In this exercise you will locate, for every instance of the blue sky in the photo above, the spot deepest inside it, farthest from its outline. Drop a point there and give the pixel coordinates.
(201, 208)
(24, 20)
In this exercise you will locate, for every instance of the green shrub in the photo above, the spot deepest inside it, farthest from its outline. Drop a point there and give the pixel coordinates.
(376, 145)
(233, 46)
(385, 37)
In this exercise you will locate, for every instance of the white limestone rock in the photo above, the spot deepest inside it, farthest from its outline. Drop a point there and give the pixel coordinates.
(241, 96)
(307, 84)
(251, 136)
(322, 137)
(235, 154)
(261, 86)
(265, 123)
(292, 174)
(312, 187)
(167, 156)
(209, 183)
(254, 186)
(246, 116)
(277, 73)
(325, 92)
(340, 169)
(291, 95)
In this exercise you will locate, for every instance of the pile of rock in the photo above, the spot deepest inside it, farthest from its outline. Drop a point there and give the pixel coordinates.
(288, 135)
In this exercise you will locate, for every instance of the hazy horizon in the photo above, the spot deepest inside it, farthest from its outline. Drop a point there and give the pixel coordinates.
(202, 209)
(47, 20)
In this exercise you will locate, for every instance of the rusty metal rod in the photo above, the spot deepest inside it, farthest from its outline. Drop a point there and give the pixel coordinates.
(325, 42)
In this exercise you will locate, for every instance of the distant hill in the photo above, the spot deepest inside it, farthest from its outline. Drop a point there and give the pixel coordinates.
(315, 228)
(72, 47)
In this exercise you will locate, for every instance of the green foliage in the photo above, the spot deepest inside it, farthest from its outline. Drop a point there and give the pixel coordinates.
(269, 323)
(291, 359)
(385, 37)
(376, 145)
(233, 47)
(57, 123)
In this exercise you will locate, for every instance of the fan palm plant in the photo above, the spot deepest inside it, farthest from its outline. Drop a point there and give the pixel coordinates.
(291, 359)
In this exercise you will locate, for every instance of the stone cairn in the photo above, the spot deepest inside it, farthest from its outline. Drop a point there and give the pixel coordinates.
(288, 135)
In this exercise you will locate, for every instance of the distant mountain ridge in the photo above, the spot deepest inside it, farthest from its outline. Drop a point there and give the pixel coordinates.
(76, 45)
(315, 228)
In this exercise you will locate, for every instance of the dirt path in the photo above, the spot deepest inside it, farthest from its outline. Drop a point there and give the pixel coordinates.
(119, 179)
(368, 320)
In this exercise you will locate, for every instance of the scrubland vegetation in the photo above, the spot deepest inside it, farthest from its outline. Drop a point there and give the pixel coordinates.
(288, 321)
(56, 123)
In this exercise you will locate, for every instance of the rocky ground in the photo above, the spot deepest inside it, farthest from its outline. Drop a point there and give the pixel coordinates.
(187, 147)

....

Problem statement
The full set of records must be transcribed character for character.

Solution to this exercise
In this exercise you will locate, for every instance of the blue sky in the photo above, the spot deepest inside it, farthest from its outline. Drop a point there and give the pixel coordinates.
(201, 208)
(24, 20)
In this exercise you will locate, for every instance of the green shrub in the photo above, the spot deepest inside it, farthest from its outline. Drop a point there and give the pixel coordinates.
(376, 145)
(233, 46)
(385, 37)
In this exercise you will locate, for every instance of the white limestone rock in the photo above, the spot deepest inside it, farthest from its outline. Drop a point there and give the pixel coordinates.
(241, 96)
(307, 84)
(251, 136)
(322, 137)
(235, 154)
(261, 86)
(265, 123)
(292, 174)
(312, 187)
(167, 156)
(209, 183)
(254, 186)
(246, 116)
(277, 73)
(325, 92)
(340, 169)
(291, 95)
In this exercise you will locate, for every instance of the pile of rock in the photo above, the spot deepest inside it, farthest from its outline. Drop a point there and give the pixel coordinates.
(288, 135)
In this exercise you will locate, for every instance of the hazy horizon in the photo above, the spot deepest inside it, farthest from its outline. Drop a point there and give the pixel coordinates.
(202, 209)
(47, 20)
In this exercise you will locate, for every instance of the rusty metal rod in the photo above, the spot deepest inside it, farthest from its outline. Drop a point there and give the pixel coordinates.
(325, 42)
In this exercise you will locate, for every instance of the distant hill in the photo above, the spot deepest inside it, farthest from its outline. Drop a point there and give the pixel coordinates.
(315, 228)
(72, 47)
In this exercise you will locate, for every instance of the green foliage in the photo above, the spot deepest inside it, farthest from its outline. Drop a point there and give the pixel coordinates.
(269, 323)
(291, 359)
(385, 37)
(376, 145)
(233, 47)
(57, 123)
In this exercise you will locate, for every instance of the fan palm plant in the photo above, the spot deepest inside it, farthest from its outline. Drop a point there and give the pixel coordinates.
(291, 359)
In this exercise you will locate, for every instance of the stone cairn in the photo above, the spot deepest inside it, farthest from its outline. Drop a point there and give the pixel coordinates.
(288, 135)
In this exercise you will locate, for every instance of the distant mountain ridge in the photo above, the spot deepest inside it, farthest from its outline. Drop a point there and give the pixel coordinates.
(76, 45)
(315, 228)
In this exercise you will locate, for every instance of the dirt path in the photo above, the spot deepest inside it, farthest from its outline. Drop a point there and give the pixel coordinates.
(119, 179)
(368, 320)
In this exercise you will locate, for every instance of the scrubland vegetation in the photo above, the spot deepest inside it, farthest from its outline. Drop a point there and give the pixel coordinates.
(288, 321)
(56, 123)
In this exercise you will locate, for every instance of the rocky ground in the photo above, the spot deepest inside it, farthest from its outline. Drop a point there and give the pixel coordinates.
(187, 147)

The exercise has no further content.